What is required:
Take the line that contains "Where can the work" as the first line and the last line of the material below as the final one; reproduce exactly the lines between, inclusive.

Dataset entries
+++

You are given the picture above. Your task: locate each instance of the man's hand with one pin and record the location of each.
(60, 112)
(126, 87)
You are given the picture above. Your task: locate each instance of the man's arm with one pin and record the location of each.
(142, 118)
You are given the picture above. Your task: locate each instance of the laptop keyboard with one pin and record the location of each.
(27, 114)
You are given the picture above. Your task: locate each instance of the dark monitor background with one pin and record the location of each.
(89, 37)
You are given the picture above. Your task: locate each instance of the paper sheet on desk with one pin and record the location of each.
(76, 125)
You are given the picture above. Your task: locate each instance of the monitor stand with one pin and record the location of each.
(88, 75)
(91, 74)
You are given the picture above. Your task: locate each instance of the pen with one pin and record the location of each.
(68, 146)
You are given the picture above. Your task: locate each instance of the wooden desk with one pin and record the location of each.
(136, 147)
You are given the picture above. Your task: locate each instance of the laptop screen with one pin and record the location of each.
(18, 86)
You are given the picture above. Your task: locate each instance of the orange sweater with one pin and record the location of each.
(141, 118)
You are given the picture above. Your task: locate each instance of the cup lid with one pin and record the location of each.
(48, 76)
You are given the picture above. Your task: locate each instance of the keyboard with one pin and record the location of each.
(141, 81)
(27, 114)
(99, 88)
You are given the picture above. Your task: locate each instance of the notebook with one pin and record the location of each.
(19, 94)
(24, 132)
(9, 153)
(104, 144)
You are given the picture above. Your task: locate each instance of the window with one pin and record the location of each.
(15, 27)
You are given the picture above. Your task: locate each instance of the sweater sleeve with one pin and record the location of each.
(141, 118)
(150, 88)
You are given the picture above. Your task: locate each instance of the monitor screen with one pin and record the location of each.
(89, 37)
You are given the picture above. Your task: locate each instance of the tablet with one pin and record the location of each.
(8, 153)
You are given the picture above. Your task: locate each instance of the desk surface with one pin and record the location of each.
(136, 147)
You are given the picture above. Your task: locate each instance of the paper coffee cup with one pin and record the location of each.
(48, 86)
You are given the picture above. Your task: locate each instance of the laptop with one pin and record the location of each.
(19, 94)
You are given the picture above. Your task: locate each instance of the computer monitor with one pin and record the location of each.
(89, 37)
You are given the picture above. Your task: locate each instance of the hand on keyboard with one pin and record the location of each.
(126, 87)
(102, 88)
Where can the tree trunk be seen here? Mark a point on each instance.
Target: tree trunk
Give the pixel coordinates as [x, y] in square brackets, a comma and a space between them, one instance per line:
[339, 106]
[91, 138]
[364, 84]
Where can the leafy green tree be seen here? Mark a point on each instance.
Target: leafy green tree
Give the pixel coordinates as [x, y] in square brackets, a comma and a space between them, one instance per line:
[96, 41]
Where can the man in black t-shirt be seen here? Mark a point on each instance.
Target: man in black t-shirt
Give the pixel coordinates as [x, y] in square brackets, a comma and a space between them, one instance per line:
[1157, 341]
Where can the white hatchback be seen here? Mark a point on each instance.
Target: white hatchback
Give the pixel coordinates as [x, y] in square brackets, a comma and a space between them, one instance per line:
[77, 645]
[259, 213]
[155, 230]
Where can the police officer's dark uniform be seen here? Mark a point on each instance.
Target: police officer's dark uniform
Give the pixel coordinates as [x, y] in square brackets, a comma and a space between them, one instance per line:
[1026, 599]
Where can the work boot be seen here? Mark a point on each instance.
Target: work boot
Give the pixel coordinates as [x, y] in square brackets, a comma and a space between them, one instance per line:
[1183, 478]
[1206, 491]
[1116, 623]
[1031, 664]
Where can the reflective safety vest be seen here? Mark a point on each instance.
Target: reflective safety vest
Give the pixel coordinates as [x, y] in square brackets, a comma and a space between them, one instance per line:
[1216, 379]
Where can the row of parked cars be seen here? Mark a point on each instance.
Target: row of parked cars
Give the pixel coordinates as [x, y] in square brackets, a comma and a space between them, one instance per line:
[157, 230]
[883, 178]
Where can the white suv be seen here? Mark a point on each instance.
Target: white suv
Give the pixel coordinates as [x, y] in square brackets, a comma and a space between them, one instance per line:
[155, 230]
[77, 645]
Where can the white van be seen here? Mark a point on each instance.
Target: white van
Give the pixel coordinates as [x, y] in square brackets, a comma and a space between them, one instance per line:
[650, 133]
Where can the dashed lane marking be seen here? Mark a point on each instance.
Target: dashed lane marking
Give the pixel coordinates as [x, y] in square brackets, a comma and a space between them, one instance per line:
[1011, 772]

+++

Reply:
Where can the work boot be seen here? Mark a point on each instance.
Target: work boot
Give the pixel coordinates as [x, y] in square brackets, a comma and a space between them, one instance per line:
[1183, 478]
[1206, 491]
[1116, 623]
[1031, 664]
Where can the reflective safety vest be seen here? Mark a point on each instance.
Target: reflective safety vest
Give the pixel coordinates as [x, y] in square brackets, a comma and a space between them, one instance per line:
[1216, 379]
Where can the row of parked cars be seen here? Mark a point on each instance.
Target: row of parked cars
Give the pixel coordinates as [x, y] in square brackets, a comma and a space between them, one instance per line:
[157, 230]
[883, 178]
Where can the white suv be seen here? Mark a point on each instance.
Target: white suv
Give the pixel coordinates as [x, y] in square brackets, a comma and a space between them, one instance per line:
[155, 230]
[77, 645]
Where can the white van be seen here? Mark a point on each instance.
Target: white van
Give the pixel coordinates as [x, y] in square brackets, a comma and a space between them, one instance per line:
[650, 133]
Where can the dashed lane marking be seen here? Mark a point on each instance.
Target: dashed lane marking
Give the pixel coordinates as [x, y] in square brackets, a comma and a space between them, one instance per line:
[1011, 772]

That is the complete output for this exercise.